§ TEXT
Monday, February 8, 2010

Arriving at Someday (Babble)

I grew up in a pretty house in a suburb of Detroit. People not from the Detroit area can’t imagine there is anything but the dismal blight there that gets shown on the news, but there are a lot of beautiful places and things, and some of the houses built back in the 1920’s are absolutely incredible. Something about the kinds of details those houses included, the layout, the scale, all appeal to me. My childhood home has leaded glass windows, a practical yet graceful layout, interesting tiles and doors, and I’ve always loved it. It was a privilege to grow up in such an attractive space.

When Ian and I were first dreaming of owning a house we got some books out of the library of different models and plans so we could figure out what we liked and what would work with our hopes for the future. The houses we kept coming back to were all from the same era as the house I grew up in, which should surprise no one, but it confirmed something about myself that was useful to know. I always hoped that someday I might have an elegant old house of my own.

I think most people have a mental list of things they hope will happen ‘Someday.’ Someday often seems like a mythical land where everything will improve and life will be easier. Someday my baby will sleep through the night. Someday I will make enough money that I can afford to replace that ugly furniture. Someday I will have my dream job or a spouse who loves me…or a pretty house. Real life is such that fixing one thing doesn’t solve everything, but sometimes it almost lives up to the expectation. The baby sleeping through the night is a big deal, even if it doesn’t help with the laundry.

When the house across the street from us came up for sale, my heart took a little leap. It’s a house I’ve liked since the first time I stepped foot in it, from the era I’ve always admired, and I wouldn’t have to leave my neighborhood. Financially it would be a stretch, but I kept coming back to a particular Someday in the back of my mind. Someday I wanted a pretty house, and it hit me that I was forty already, and if it was ever going to happen, Someday had to become Now. Now is the time for that house because we need every room, every closet, every cupboard. I could raise my kids in a space that was functional but with a window seat I could sit on to read to my son and pretty cabinets to store Aden’s clay creations. A formal dining room was not on my husband’s personal list of ‘Somedays’ but he likes helping me achieve the things on mine so he made it happen. I love him.

§ DATA SHOWN
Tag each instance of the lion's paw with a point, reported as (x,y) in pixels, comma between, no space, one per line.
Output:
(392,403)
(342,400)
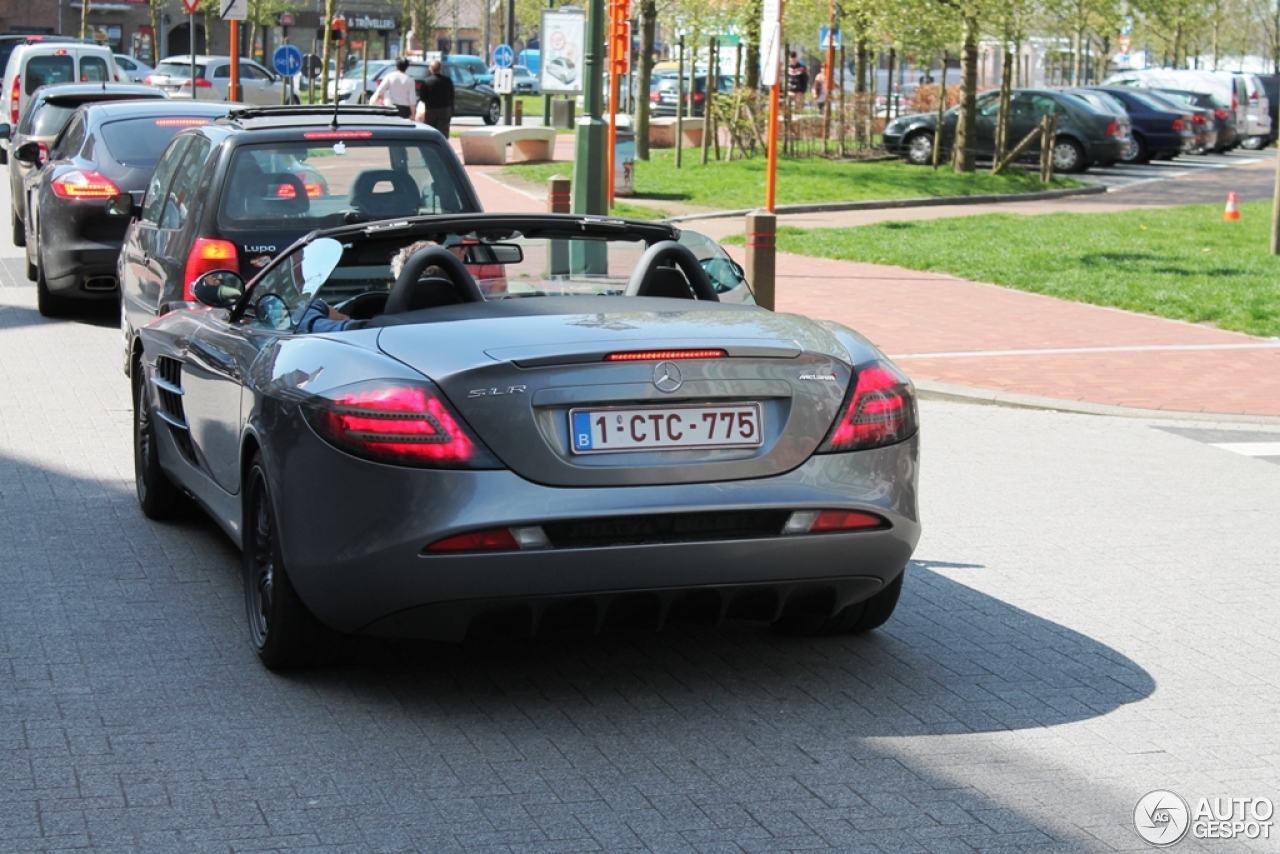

§ GIVEN PROBLEM
Copy the stretch of the post about arriving at Someday from "Arriving at Someday" through "an attractive space.", putting "Chicago" in place of "Detroit" each time it appears.

§ OUTPUT
Arriving at Someday (Babble)

I grew up in a pretty house in a suburb of Chicago. People not from the Chicago area can’t imagine there is anything but the dismal blight there that gets shown on the news, but there are a lot of beautiful places and things, and some of the houses built back in the 1920’s are absolutely incredible. Something about the kinds of details those houses included, the layout, the scale, all appeal to me. My childhood home has leaded glass windows, a practical yet graceful layout, interesting tiles and doors, and I’ve always loved it. It was a privilege to grow up in such an attractive space.